(Extracted entries)
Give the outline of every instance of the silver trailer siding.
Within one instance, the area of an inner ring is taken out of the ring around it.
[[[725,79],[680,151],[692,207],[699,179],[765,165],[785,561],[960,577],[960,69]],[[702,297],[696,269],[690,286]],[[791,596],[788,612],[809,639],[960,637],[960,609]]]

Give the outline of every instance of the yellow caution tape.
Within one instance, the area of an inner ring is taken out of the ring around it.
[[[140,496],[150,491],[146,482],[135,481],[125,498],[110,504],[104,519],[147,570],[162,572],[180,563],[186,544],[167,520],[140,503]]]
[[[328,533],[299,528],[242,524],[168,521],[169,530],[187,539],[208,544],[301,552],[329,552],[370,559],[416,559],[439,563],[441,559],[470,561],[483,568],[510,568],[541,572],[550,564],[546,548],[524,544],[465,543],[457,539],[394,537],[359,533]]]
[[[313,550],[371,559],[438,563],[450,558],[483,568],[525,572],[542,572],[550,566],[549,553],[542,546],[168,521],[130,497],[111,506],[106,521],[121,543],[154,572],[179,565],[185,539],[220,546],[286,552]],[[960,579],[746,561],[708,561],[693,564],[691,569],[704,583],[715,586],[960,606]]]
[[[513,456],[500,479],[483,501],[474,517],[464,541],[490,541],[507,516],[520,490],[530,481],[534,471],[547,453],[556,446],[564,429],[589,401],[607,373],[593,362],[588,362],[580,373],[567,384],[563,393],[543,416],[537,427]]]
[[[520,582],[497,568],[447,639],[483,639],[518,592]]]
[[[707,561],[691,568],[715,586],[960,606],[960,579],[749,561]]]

(Short problem)
Could you copy every line above back out word for word, without changing anything?

(Result of the exercise)
Give the outline of every instance of the silver trailer siding.
Within one instance, the area of an inner ring is taken out of the ring around it.
[[[725,79],[680,151],[692,207],[699,179],[765,165],[785,561],[960,577],[960,69]],[[702,297],[696,269],[690,286]],[[791,596],[788,612],[809,639],[960,637],[960,609]]]

Give the outline of every instance of the yellow caution tape.
Within one instance, the area of an inner ring is taken out of the ring around it.
[[[140,496],[150,491],[146,482],[135,481],[125,498],[110,504],[104,519],[147,570],[162,572],[180,563],[186,544],[167,520],[140,503]]]
[[[328,533],[299,528],[242,524],[168,521],[169,530],[187,539],[208,544],[301,552],[329,552],[370,559],[416,559],[439,563],[441,559],[470,561],[483,568],[510,568],[541,572],[550,564],[546,548],[524,544],[465,543],[457,539],[394,537],[359,533]]]
[[[313,550],[371,559],[438,563],[450,558],[483,568],[525,572],[542,572],[550,566],[549,553],[542,546],[168,521],[130,497],[111,506],[106,521],[121,543],[154,572],[179,565],[185,539],[220,546],[286,552]],[[960,579],[746,561],[708,561],[693,564],[691,569],[704,583],[715,586],[960,606]]]
[[[513,456],[500,479],[483,501],[474,517],[464,541],[490,541],[507,516],[520,490],[530,481],[534,471],[547,453],[556,446],[564,429],[589,401],[607,373],[593,362],[588,362],[580,373],[567,384],[563,393],[543,416],[537,427]]]
[[[520,582],[497,568],[447,639],[483,639],[518,592]]]
[[[707,561],[691,568],[715,586],[960,606],[960,579],[749,561]]]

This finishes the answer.